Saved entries
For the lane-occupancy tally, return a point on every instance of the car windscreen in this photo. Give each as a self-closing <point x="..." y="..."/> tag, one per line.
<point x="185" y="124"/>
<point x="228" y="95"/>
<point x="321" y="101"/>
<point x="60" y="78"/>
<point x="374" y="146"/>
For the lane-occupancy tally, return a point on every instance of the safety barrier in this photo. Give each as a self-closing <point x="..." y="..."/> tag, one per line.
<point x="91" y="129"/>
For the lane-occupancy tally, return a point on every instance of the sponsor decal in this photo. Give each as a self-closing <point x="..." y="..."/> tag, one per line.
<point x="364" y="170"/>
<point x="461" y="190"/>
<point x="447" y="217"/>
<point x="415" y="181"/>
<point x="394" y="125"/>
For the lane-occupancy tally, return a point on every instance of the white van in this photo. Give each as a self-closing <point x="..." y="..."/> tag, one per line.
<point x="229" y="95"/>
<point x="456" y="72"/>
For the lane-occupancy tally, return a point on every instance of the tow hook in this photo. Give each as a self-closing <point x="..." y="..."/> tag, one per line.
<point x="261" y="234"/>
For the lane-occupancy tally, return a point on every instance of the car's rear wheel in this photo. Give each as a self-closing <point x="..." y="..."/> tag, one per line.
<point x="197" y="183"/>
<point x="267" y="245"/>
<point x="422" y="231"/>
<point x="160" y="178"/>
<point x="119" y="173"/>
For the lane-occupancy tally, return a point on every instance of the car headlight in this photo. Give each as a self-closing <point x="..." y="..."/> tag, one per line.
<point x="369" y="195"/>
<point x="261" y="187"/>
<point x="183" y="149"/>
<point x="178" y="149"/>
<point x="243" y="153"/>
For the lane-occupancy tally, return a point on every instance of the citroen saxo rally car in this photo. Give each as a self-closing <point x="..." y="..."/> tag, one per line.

Exercise instructions ->
Each record must be duplicated exactly, with none missing.

Solution to this exercise ->
For the lane-occupancy tally, return a point on every instance of the car windscreen in this photo. Give each as a self-closing <point x="..." y="..."/> tag, one per line.
<point x="185" y="124"/>
<point x="228" y="95"/>
<point x="321" y="101"/>
<point x="60" y="78"/>
<point x="374" y="146"/>
For the lane-occupancy tally, return a point on every instance of the safety barrier in this photo. Give each as a self-closing <point x="..." y="..."/> tag, one per line.
<point x="91" y="129"/>
For the lane-occupancy tally, return a point on every instance of the sponsor decal in this photo. Give each as a self-closing <point x="..." y="..."/> tag, one per line.
<point x="364" y="170"/>
<point x="461" y="190"/>
<point x="447" y="217"/>
<point x="415" y="181"/>
<point x="394" y="125"/>
For the lane-occupancy tally, return a point on every instance of the white van in this photo. Give each as a self-closing <point x="..." y="..."/> tag, one per line.
<point x="229" y="95"/>
<point x="456" y="72"/>
For the lane-occupancy tally, return a point on every instance of the tow hook in this photo. Give each as a self-closing <point x="..." y="..."/> tag, one per line.
<point x="261" y="234"/>
For the lane-occupancy tally, return a point on every instance of the car's rear wheel in this photo. Give each as a self-closing <point x="..." y="..."/> tag, one per line.
<point x="197" y="183"/>
<point x="267" y="245"/>
<point x="422" y="231"/>
<point x="160" y="178"/>
<point x="119" y="173"/>
For the lane-occupancy tally, return a point on every instance of the car headlight in this photo. Give each as a self-closing <point x="..." y="..."/> tag, one per line.
<point x="369" y="195"/>
<point x="261" y="187"/>
<point x="183" y="149"/>
<point x="178" y="149"/>
<point x="243" y="153"/>
For the lane-occupancy tally, return a point on every instance of the citroen saxo rally car in this photo. Give each as a self-closing <point x="..." y="..."/> tag, one per line.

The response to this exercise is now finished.